§ Task instructions
Filter these entries so that only lines with the word "water" remain.

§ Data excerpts
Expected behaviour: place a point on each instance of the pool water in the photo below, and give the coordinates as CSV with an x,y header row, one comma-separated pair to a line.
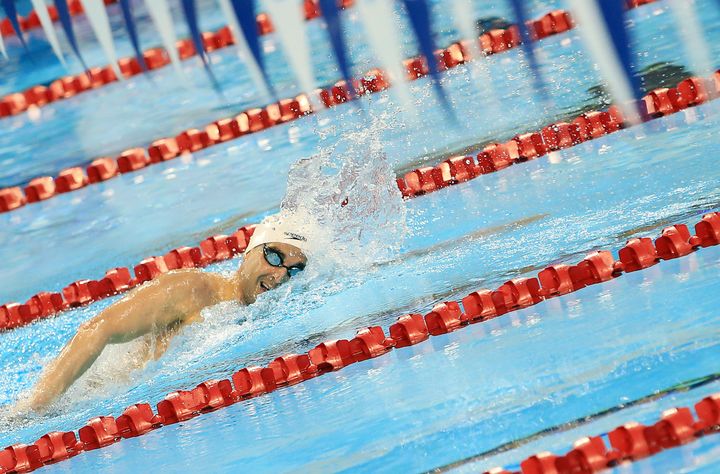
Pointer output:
x,y
448,402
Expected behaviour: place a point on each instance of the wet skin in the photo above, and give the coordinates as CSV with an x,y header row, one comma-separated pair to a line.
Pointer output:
x,y
158,310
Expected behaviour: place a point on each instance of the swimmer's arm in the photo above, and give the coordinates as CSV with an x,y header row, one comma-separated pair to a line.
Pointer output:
x,y
170,300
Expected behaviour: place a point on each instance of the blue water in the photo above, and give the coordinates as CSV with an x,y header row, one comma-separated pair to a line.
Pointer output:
x,y
437,403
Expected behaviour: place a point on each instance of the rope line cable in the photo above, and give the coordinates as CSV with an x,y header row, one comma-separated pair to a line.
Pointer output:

§ Response area
Expected behaviour: place a point on each instance of the pool water in the photo below, and give the coordinates as CSV with an x,y header row, one comma-separated pair to a line.
Expected behaviour: place a point on each instance of the blue water in the photo above, and give the coordinates as CSV with an x,y header row, one comma-separated pair to a line.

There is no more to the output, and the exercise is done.